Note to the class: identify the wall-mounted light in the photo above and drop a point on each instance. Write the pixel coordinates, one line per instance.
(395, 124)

---

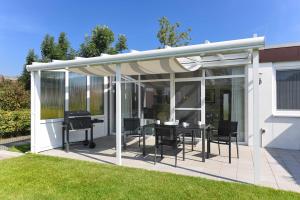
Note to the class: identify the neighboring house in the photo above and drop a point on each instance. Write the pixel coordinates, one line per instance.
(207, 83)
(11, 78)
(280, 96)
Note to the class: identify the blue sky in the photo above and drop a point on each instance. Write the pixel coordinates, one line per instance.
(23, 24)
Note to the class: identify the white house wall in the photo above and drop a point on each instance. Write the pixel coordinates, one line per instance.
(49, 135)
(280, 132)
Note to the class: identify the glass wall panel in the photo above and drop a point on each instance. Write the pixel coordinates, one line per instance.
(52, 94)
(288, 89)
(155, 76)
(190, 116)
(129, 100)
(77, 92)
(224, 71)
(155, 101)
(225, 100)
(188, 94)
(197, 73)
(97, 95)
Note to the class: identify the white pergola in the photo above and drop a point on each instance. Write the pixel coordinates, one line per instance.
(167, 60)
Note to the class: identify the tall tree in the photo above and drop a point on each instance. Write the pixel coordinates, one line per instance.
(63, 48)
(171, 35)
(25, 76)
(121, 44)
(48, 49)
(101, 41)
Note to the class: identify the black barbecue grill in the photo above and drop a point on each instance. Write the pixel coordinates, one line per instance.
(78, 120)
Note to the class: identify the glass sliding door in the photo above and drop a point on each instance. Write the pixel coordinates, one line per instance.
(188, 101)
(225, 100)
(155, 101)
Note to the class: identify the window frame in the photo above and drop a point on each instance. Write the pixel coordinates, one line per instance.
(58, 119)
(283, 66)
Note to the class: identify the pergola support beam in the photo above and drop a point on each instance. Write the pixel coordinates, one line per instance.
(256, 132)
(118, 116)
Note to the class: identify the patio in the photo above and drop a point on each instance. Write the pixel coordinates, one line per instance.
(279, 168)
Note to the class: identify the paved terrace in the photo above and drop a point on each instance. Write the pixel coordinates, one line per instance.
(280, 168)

WRITTEN TASK
Go through the listing above and copy out every line that contains the word "glass".

EXERCISE RESULT
Note to the class: identify the glass wall panel in the photo above and drop a point on each instance. Write the pixel coordinates, one line per instance.
Note to the class: identify the glass sliding door in the photo above and drop a point on each instance. Write the pixel coordinates, one line per instance.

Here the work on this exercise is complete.